━━━━━ Source extract

And again, I suppose that find is not needed:

ls -d */

or (if connected to terminal):

ls -1d */

Or even without external commands (assuming builtin printf):

printf '%s\n' */

Otherwise,
if find is really needed, you may try something like this:

find . ! -name . -prune -type d

And if you have a recent find implementation (GNU, not sure for BSD?):

find -maxdepth 1 -type d

So I fell out of my chair when I realized how ./* made the world of difference. By the way, this performed exactly what I originally intended. Pludi, YOU'RE THE MAN!! Anybody who tells you otherwise probably has parents who are brother and sister. :smiley:

I do have a question for you though...

I understand that sh evaluates ./* to mean everything below the current working directory, but I would naturally assume (.) to include the same. So where did I go wrong? Can you understand the error in my comprehension? Iunno--I guess that's just the way I understood the man page.

━━━━━━━━━━
━━━━━ Extracted data

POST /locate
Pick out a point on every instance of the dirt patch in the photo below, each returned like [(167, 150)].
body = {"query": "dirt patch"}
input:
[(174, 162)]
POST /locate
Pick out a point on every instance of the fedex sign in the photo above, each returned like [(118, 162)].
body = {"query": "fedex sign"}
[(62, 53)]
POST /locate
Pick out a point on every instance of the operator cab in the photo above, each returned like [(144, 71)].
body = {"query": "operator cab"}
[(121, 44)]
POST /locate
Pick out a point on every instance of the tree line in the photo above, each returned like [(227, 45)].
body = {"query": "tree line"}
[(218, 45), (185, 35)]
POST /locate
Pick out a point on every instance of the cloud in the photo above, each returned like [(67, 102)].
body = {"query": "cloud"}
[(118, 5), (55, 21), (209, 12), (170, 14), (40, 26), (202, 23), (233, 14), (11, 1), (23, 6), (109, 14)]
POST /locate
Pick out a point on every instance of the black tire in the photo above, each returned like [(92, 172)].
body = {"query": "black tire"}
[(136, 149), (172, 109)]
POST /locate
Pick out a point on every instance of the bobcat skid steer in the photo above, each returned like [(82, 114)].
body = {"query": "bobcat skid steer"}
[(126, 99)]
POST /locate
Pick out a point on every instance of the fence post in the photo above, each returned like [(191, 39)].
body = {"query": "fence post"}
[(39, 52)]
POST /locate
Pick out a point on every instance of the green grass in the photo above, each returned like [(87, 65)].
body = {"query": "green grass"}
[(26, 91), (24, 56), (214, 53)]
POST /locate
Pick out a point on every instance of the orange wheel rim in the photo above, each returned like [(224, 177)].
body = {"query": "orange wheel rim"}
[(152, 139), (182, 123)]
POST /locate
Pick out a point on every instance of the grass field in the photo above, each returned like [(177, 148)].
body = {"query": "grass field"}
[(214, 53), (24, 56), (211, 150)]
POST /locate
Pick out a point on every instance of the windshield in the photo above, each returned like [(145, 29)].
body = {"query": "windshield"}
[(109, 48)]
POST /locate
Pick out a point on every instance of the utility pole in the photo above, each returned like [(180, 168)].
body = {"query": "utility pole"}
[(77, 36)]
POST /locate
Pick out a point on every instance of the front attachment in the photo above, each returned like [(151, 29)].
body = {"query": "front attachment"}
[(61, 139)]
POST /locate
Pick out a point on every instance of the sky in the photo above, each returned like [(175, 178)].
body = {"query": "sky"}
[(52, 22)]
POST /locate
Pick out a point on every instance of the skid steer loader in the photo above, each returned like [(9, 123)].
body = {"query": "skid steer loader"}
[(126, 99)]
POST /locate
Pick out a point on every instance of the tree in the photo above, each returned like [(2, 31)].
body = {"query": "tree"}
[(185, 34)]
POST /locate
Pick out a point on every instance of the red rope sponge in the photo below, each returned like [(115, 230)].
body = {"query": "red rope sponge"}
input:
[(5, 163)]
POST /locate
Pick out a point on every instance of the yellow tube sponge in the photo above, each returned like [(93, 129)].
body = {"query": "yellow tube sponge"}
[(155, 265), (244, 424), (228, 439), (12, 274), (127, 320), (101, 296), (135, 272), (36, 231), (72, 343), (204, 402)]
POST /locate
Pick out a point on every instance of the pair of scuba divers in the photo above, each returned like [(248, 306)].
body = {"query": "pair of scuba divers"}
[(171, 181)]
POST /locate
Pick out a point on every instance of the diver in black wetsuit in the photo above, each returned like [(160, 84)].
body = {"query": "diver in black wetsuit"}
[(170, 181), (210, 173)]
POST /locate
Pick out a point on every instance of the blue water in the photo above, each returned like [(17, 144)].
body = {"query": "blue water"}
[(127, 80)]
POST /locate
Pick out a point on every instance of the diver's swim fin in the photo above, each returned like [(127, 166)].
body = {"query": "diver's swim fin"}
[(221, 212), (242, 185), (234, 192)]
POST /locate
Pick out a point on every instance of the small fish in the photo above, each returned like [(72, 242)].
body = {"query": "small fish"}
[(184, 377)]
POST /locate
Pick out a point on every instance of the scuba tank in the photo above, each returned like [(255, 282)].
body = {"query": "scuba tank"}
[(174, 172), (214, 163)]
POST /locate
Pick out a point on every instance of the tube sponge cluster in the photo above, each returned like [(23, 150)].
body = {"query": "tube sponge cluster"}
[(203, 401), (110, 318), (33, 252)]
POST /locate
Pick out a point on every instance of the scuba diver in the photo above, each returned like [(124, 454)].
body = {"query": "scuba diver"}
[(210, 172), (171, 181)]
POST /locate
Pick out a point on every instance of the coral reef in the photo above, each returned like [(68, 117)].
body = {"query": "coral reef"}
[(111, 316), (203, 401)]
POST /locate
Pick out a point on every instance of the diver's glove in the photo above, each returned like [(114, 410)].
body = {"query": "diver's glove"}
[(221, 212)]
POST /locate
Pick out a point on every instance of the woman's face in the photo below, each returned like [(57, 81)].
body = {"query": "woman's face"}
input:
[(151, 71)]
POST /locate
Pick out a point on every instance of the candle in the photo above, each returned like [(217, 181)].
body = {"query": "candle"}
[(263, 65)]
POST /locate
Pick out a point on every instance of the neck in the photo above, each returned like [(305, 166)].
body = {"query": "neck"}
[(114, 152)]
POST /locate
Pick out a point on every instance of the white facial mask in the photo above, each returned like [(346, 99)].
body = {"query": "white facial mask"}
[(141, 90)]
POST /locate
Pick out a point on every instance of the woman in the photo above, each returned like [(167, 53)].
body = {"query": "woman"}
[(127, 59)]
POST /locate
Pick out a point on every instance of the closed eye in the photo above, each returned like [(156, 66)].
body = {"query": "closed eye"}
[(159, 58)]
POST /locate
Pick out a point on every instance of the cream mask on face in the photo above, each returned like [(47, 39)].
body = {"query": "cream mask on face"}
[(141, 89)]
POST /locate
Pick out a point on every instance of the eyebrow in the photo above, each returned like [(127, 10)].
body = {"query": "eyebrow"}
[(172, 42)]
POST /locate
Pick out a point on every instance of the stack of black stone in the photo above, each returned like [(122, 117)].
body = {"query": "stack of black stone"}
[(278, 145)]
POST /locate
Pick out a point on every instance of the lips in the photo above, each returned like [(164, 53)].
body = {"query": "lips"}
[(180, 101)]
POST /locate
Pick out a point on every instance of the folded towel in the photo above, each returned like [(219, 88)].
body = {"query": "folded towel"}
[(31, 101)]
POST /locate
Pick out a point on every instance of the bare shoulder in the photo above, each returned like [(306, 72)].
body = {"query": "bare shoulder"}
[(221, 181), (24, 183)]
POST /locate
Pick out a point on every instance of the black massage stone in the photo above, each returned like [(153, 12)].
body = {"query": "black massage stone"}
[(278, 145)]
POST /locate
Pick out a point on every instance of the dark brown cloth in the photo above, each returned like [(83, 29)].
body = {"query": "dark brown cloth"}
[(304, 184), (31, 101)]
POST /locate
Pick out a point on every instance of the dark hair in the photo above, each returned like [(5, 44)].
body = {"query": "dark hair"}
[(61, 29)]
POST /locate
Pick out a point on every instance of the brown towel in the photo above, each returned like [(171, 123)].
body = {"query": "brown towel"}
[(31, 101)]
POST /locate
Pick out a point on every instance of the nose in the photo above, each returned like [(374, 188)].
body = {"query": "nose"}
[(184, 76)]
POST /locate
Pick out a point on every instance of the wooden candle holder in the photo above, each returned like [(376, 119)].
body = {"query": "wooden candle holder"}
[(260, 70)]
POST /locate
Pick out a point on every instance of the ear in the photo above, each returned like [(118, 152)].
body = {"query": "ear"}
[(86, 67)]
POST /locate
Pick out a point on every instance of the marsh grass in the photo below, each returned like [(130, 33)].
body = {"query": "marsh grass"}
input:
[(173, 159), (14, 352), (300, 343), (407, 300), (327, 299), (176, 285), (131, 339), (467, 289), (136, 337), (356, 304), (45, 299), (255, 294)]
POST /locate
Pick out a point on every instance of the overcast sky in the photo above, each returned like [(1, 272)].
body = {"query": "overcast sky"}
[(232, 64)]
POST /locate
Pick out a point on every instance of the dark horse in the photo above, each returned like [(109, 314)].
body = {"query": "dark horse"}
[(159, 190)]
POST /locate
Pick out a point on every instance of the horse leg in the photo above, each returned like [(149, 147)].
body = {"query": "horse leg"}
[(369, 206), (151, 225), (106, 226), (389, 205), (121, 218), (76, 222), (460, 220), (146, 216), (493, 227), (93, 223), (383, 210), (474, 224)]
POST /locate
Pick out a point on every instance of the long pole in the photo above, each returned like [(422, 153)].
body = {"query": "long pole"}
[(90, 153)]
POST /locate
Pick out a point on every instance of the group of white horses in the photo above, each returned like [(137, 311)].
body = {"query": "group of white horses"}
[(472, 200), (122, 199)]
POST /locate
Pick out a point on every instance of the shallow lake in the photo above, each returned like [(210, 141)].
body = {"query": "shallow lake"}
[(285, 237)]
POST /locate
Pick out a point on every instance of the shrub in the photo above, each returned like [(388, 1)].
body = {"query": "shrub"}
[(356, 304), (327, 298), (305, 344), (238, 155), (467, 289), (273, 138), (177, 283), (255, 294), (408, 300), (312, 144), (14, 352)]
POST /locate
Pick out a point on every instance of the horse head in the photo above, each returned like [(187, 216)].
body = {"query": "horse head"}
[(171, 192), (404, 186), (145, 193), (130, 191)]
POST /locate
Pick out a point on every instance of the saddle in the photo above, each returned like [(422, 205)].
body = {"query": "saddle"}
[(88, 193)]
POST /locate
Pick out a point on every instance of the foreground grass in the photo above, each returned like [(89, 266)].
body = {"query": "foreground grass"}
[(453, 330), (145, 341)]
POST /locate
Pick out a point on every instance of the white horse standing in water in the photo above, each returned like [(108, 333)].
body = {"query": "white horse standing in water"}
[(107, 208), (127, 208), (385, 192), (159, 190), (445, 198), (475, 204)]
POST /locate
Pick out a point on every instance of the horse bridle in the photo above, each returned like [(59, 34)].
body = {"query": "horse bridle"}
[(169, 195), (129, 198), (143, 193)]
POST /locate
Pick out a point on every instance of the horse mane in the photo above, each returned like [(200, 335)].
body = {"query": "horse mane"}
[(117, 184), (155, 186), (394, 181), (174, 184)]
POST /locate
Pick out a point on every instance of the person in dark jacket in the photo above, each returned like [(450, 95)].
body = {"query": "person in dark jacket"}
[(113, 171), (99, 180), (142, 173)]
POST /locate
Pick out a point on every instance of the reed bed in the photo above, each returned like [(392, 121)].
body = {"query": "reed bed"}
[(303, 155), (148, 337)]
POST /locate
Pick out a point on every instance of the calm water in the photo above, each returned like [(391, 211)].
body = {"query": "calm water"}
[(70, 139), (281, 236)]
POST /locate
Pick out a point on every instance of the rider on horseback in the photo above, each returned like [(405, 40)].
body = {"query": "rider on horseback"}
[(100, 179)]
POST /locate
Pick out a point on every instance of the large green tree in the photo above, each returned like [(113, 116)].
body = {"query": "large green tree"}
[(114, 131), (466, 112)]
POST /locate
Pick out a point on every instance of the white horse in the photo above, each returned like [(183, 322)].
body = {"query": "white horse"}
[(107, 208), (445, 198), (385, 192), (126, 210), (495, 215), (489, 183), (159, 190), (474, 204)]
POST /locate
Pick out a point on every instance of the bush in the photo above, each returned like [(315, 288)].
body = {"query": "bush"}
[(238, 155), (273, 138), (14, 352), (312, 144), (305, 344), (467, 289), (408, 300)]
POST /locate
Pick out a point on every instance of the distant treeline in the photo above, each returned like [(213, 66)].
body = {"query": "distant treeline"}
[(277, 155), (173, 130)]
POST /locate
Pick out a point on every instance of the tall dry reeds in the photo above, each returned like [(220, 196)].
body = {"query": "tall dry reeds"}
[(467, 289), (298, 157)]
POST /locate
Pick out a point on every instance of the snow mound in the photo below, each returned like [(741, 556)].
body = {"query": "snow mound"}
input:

━━━━━━━━━━

Requirements
[A] Edit the directory-listing excerpt from "find . ! -name" up to and including "for you though...", putting "seat" in place of "chair".
[B] Does the directory-listing excerpt support each statement? Answer yes or no for each and quote the words that decide it.
(i) The ls -1d */ form is offered for when output is connected to a terminal.
(ii) The excerpt confirms that the -maxdepth form of find works on BSD.
(iii) The printf approach relies on printf being a builtin.
[C] List every command that appears on a line of its own in the directory-listing excerpt.
The material was taken from a different source than the directory-listing excerpt.

Task-by-task results
[A]
find . ! -name . -prune -type d

And if you have a recent find implementation (GNU, not sure for BSD?):

find -maxdepth 1 -type d

So I fell out of my seat when I realized how ./* made the world of difference. By the way, this performed exactly what I originally intended. Pludi, YOU'RE THE MAN!! Anybody who tells you otherwise probably has parents who are brother and sister. :smiley:

I do have a question for you though...

[B]
(i) Yes: "or (if connected to terminal):"
(ii) No: "(GNU, not sure for BSD?)"
(iii) Yes: "Or even without external commands (assuming builtin printf):"

[C]
ls -d */
ls -1d */
printf '%s\n' */
find . ! -name . -prune -type d
find -maxdepth 1 -type d